(Image location labeling rows)
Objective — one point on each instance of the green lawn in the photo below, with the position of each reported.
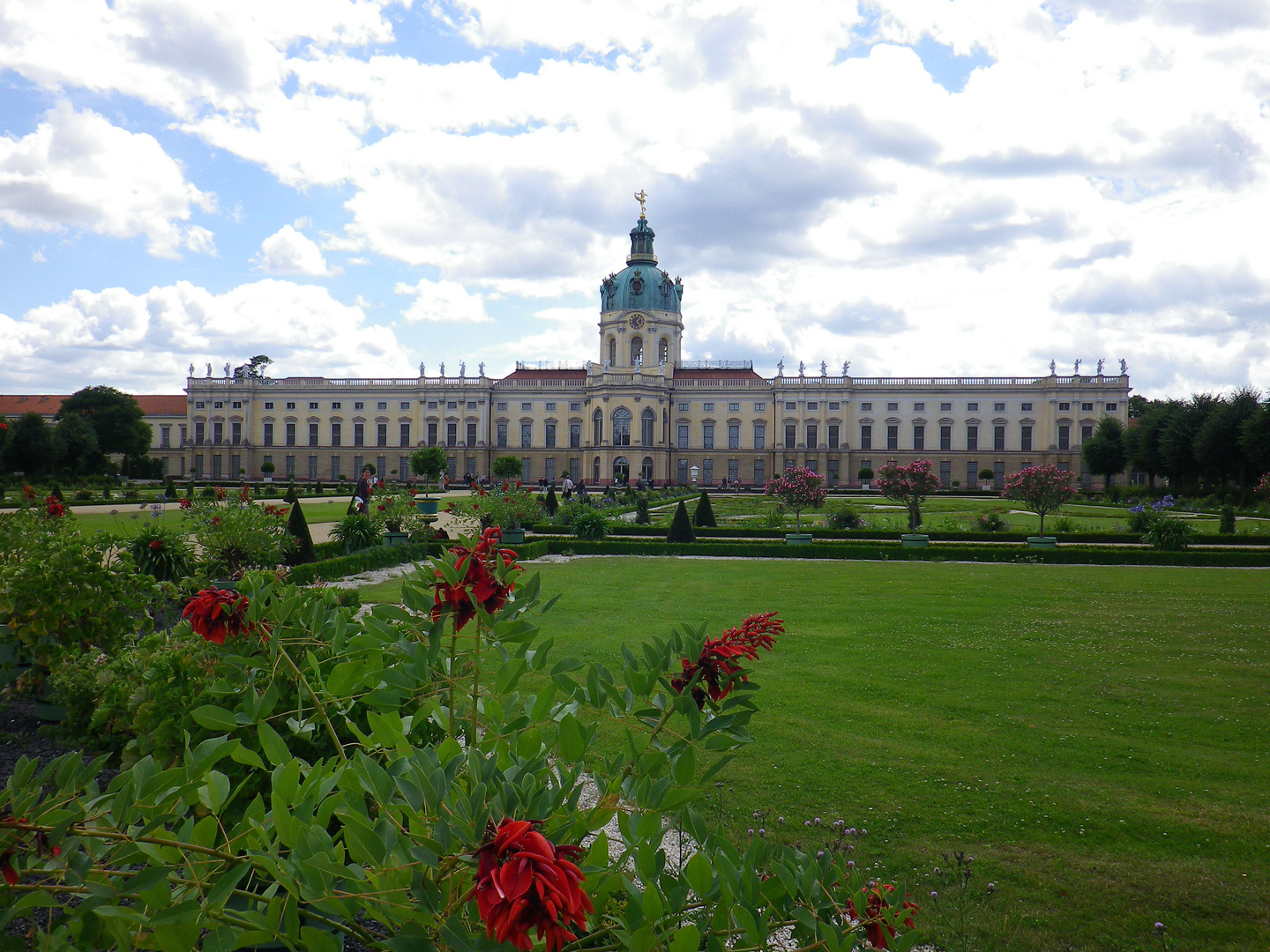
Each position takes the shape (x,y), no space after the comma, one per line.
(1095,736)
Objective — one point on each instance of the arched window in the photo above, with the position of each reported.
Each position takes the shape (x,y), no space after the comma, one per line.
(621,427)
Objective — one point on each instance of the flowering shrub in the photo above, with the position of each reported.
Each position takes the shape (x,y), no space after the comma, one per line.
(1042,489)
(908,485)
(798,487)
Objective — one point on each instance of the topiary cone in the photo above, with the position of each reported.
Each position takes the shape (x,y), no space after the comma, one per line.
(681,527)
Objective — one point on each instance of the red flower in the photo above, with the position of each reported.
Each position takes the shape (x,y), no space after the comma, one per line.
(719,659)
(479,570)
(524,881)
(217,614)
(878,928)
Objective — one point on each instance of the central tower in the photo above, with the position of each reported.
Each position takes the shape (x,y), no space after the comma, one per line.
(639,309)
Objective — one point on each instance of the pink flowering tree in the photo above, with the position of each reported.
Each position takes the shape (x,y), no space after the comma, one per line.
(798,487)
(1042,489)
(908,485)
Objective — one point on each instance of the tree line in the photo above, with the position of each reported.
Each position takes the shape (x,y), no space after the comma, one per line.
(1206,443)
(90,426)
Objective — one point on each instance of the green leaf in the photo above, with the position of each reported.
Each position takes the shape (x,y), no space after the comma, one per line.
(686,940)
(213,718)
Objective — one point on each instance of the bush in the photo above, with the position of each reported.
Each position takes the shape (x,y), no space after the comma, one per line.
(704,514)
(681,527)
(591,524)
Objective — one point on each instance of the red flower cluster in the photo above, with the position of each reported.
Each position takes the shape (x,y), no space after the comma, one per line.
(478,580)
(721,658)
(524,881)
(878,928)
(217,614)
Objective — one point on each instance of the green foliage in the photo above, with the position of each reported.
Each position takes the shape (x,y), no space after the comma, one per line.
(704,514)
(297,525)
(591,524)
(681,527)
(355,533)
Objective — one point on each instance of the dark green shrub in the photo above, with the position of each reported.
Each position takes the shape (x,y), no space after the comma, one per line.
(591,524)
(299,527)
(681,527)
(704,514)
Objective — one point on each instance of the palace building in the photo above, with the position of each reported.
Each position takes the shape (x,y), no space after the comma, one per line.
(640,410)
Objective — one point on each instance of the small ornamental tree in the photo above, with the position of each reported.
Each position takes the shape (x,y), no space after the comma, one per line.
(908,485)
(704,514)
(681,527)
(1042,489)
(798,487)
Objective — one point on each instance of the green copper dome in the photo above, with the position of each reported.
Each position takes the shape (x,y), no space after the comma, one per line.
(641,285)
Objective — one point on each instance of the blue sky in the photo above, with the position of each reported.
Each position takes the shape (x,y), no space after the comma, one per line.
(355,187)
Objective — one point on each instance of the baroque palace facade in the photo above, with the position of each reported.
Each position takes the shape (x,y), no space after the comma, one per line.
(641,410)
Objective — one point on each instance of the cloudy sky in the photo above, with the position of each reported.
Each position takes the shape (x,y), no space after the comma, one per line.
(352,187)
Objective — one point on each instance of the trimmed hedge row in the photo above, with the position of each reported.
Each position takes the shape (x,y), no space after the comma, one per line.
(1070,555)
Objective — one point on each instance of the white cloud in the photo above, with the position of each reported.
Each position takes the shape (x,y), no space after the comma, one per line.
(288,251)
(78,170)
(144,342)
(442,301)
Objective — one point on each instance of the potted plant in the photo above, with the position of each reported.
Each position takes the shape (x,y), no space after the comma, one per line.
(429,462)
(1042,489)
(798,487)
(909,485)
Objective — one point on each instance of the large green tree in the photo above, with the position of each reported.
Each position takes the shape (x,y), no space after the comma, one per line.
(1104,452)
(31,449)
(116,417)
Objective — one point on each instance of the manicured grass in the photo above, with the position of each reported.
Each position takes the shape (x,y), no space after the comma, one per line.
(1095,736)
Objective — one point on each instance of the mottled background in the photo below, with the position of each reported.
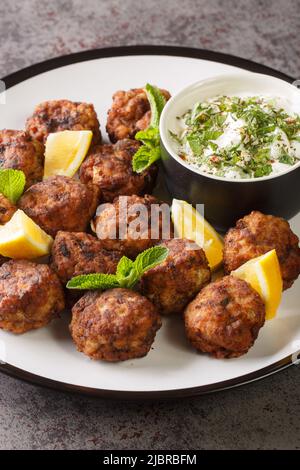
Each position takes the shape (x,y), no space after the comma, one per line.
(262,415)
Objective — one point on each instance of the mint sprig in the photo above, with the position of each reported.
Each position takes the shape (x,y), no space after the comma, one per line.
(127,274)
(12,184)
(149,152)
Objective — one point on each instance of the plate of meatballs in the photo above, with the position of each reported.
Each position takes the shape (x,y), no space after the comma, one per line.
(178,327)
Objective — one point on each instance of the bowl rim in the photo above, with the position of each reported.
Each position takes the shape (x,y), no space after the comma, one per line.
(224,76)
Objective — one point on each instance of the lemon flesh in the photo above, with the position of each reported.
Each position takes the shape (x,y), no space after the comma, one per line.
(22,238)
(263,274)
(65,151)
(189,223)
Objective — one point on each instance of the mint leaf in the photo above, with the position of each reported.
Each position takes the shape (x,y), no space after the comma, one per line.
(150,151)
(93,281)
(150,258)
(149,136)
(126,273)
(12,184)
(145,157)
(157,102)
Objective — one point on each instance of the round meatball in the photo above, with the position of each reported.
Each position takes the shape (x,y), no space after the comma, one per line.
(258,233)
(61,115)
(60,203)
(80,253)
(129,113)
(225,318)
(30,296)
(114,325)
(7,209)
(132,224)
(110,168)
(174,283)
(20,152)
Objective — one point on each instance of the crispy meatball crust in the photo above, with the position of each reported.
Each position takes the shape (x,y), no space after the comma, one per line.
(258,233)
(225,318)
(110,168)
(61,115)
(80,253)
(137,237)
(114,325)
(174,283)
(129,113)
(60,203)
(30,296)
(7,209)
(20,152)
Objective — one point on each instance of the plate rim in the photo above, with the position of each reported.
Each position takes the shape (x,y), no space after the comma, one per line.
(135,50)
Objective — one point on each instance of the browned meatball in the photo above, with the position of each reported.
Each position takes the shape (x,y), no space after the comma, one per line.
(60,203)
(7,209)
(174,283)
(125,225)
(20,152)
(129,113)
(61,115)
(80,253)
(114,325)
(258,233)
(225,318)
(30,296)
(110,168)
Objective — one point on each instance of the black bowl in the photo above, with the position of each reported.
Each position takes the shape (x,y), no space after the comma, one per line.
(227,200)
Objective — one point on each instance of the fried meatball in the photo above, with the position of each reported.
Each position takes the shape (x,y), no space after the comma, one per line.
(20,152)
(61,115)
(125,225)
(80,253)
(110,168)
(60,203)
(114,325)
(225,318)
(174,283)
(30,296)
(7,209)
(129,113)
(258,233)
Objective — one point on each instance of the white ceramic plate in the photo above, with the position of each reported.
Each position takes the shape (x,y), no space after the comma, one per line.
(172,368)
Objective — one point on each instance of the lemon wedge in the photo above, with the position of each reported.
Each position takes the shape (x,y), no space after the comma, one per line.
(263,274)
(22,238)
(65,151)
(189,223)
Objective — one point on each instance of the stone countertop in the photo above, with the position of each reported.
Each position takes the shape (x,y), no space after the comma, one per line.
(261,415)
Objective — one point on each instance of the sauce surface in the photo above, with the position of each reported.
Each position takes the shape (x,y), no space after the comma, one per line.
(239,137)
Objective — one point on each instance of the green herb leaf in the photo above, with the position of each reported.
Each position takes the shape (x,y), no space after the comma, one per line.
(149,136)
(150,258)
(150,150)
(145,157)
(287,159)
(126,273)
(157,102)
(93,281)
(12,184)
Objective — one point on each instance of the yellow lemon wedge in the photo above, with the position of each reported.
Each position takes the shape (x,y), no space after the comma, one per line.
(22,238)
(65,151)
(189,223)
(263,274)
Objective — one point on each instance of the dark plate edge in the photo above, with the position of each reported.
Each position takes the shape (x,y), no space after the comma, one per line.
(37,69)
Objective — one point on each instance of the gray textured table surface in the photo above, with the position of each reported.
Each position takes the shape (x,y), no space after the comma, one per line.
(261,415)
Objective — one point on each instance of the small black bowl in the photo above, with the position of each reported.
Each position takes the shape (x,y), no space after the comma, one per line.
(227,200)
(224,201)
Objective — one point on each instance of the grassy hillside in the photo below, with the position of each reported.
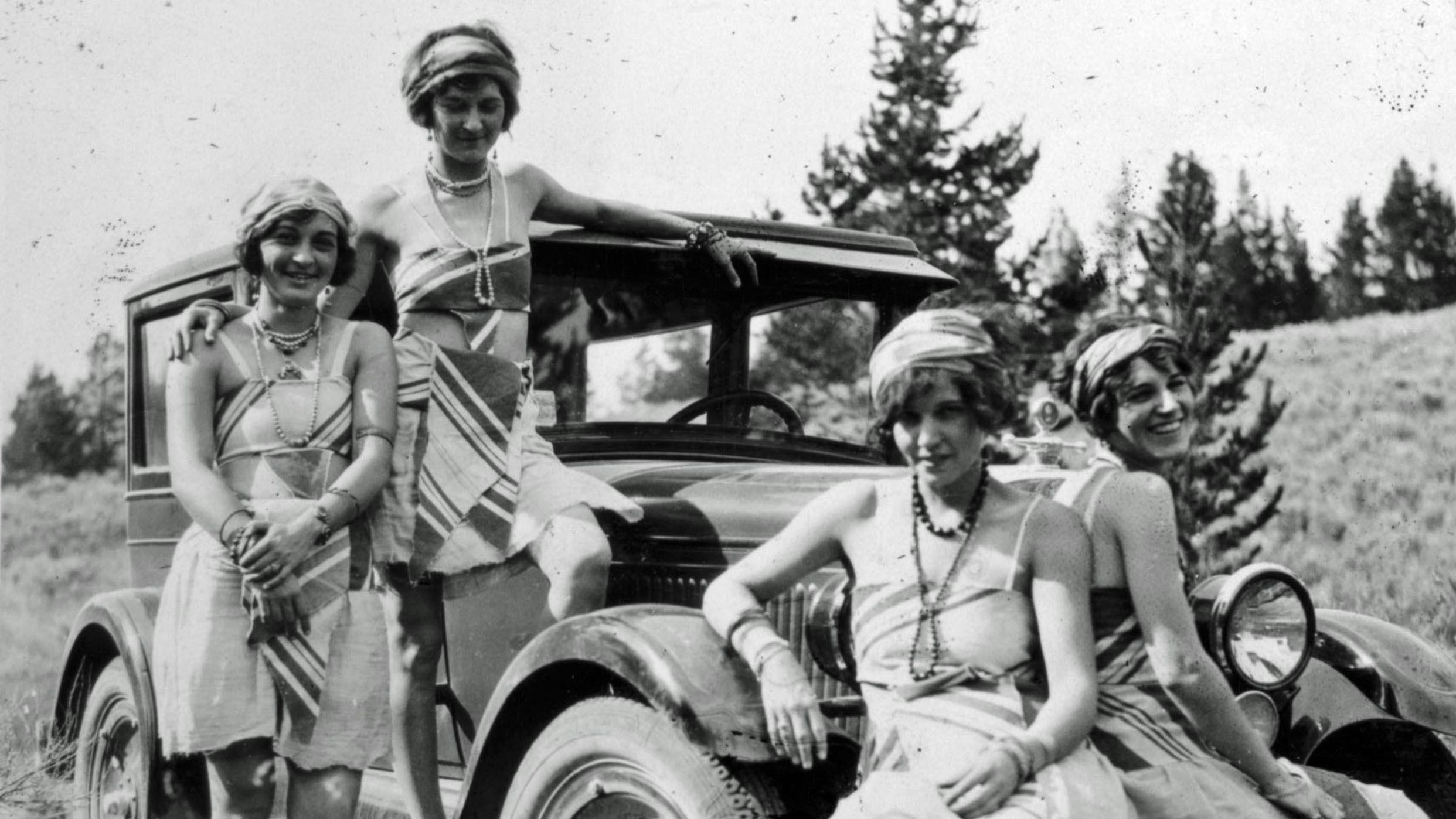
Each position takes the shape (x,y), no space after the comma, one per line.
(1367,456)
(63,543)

Task to carry out:
Put the rows from the line with "Objective — one point on each instance of the sauce" through the end of the rows into a two-column CSV with the columns "wording" and "points". Use one CSV line per row, with each field quoted and its line breaks turned into spaces, and leave out the pictures.

Written solution:
wording,points
"Objective — one point on each instance of the sauce surface in the photo above, with the position of each reported. Each position takes the shape (x,y), no space after the comma, one per line.","(239,137)"
"Objective — one point on each instance of the green herb leaf in the photo above, with the position of each reported. Each position takes the shape (x,y), no space after the comma, one per line.","(149,136) (150,258) (150,150) (145,157) (287,159) (126,273) (157,102) (93,281) (12,184)"
"Objective — one point on each instance of the yellow lemon wedge in the photo above, with the position of each reported. Each position takes the shape (x,y), no space after the comma, one per line.","(22,238) (65,151) (189,223) (263,274)"
"Objective — one point on each instance of the dark plate edge in the photo above, with the position of each reported. Each position takes the shape (x,y), no space after the comma, one per line.","(37,69)"
"Objective — one point on each instance of the gray textured table surface in the photo above, with the position of each reported. Each position takes the shape (x,y), no space after the comma, one per line.","(261,415)"
"Objective — one point on each instance of the small black bowl in the photo above, with the position of each reported. Each position takes the shape (x,y), no space after the comma, one per line.","(227,200) (224,201)"
"Objective — one point on each instance of the grassy hillside in the photo below, with the position of each reported. Each position takes the shape (x,y), no space after the comma, one per line.","(1367,456) (63,543)"